» WRITTEN TASK
Write out the following records word for word, everything from the line containing "the building window." down to the line containing "column 690, row 304", including both of those lines.

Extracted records

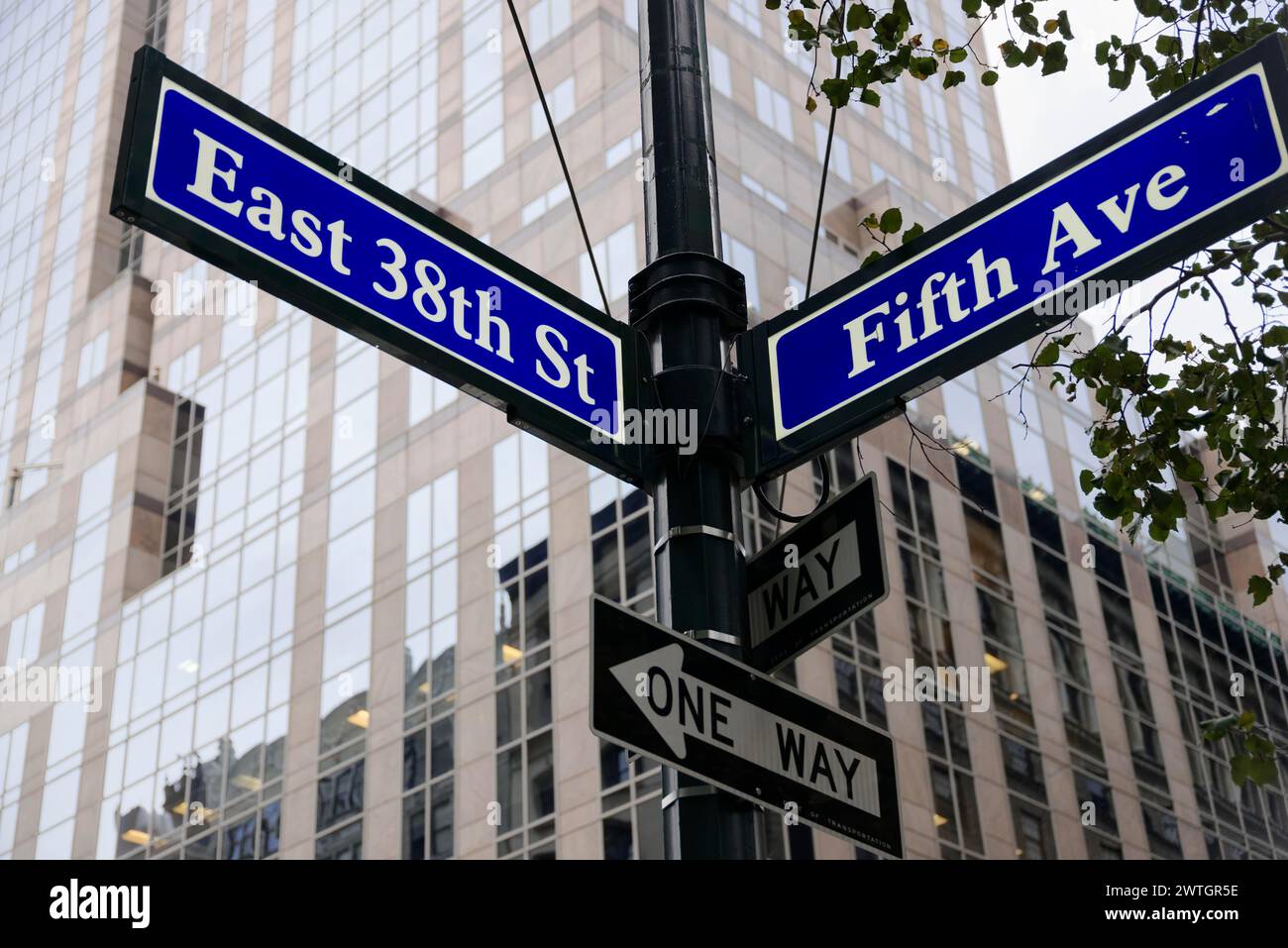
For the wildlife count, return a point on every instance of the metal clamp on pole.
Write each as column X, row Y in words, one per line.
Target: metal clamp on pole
column 688, row 304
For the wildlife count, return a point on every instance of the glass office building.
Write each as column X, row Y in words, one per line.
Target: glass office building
column 340, row 609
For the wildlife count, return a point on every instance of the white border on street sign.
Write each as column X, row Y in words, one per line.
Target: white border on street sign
column 780, row 432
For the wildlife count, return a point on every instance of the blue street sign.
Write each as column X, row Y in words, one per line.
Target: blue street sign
column 233, row 187
column 1194, row 167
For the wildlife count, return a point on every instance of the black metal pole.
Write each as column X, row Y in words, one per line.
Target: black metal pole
column 690, row 305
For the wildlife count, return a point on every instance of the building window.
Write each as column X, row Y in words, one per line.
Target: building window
column 130, row 256
column 773, row 108
column 483, row 133
column 619, row 151
column 838, row 162
column 743, row 260
column 546, row 20
column 746, row 13
column 93, row 360
column 617, row 264
column 524, row 734
column 717, row 63
column 430, row 672
column 562, row 101
column 155, row 26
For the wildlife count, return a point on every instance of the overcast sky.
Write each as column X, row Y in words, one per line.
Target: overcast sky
column 1044, row 116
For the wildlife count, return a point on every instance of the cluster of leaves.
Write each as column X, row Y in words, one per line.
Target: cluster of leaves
column 1227, row 391
column 874, row 46
column 1253, row 754
column 1164, row 397
column 1212, row 31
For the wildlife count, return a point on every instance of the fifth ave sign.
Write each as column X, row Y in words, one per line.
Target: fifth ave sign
column 1194, row 167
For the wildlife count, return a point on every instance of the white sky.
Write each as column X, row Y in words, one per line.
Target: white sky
column 1044, row 116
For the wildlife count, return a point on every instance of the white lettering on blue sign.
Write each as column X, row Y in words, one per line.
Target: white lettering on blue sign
column 1117, row 202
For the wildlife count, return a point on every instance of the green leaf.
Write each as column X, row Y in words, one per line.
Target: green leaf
column 1262, row 772
column 1048, row 356
column 1240, row 769
column 1260, row 588
column 1055, row 58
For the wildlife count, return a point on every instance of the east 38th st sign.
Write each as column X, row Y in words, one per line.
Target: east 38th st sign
column 1190, row 168
column 211, row 175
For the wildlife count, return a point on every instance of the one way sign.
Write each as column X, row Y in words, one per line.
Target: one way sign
column 669, row 697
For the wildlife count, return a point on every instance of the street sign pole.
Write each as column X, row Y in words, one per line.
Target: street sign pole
column 690, row 304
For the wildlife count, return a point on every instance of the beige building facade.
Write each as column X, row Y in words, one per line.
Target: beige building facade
column 338, row 609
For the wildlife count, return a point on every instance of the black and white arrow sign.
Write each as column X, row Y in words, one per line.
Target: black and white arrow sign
column 675, row 699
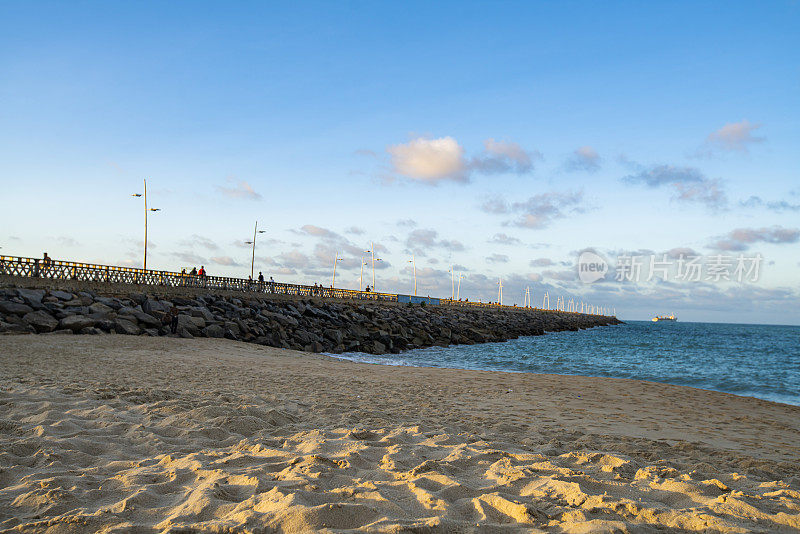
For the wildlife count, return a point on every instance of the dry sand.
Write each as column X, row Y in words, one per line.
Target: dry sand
column 137, row 434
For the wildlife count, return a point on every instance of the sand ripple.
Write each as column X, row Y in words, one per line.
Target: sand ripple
column 90, row 456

» WORKED SOLUTION
For the wildlife count, return a point on every instance of the building window.
Write each as column X, row Y in words, one per line.
Target: building window
column 130, row 256
column 773, row 108
column 483, row 133
column 619, row 151
column 838, row 162
column 743, row 260
column 546, row 20
column 746, row 13
column 93, row 360
column 617, row 264
column 524, row 734
column 717, row 63
column 430, row 672
column 562, row 101
column 155, row 26
For the wildlife count, return a point on every instance of the overcast sky.
Write each as column X, row Y in words, one per line.
Target: overcast sky
column 1044, row 116
For the wildlife count, return a point on every instance of the cluster of leaves.
Write each as column X, row Y in words, one per line.
Target: cluster of leaves
column 1227, row 391
column 874, row 46
column 1253, row 754
column 1164, row 397
column 1212, row 31
For the wildlife count, return a point on every instance of the fifth ave sign.
Write each as column X, row Y in words, one per line.
Target: fifth ave sign
column 1194, row 167
For the wildlife count, return a point on every instance of the white sky.
Write each as column X, row Y in words, one per line.
Target: white sky
column 1044, row 116
For the wildlife count, return a point on every instance of the white lettering on blue sign.
Write each as column X, row Y in words, one per line.
Target: white lettering on blue sign
column 1117, row 202
For the wildlife count, return a point on every instance of the green leaf.
Write each as column X, row Y in words, one per line.
Target: green leaf
column 1262, row 772
column 1048, row 356
column 1240, row 769
column 1260, row 588
column 1055, row 58
For the wildlife count, return a point on every instance of the east 38th st sign.
Write each as column X, row Y in words, one per line.
Target: east 38th st sign
column 1190, row 168
column 211, row 175
For the wildlife count, return a point on every instance of the one way sign.
Write each as column X, row Y in words, one per line.
Target: one way sign
column 669, row 697
For the wildlife count, return a point on every instance of the street sign pole.
Write each as column X, row Y in words, one per line.
Target: street sign pole
column 690, row 304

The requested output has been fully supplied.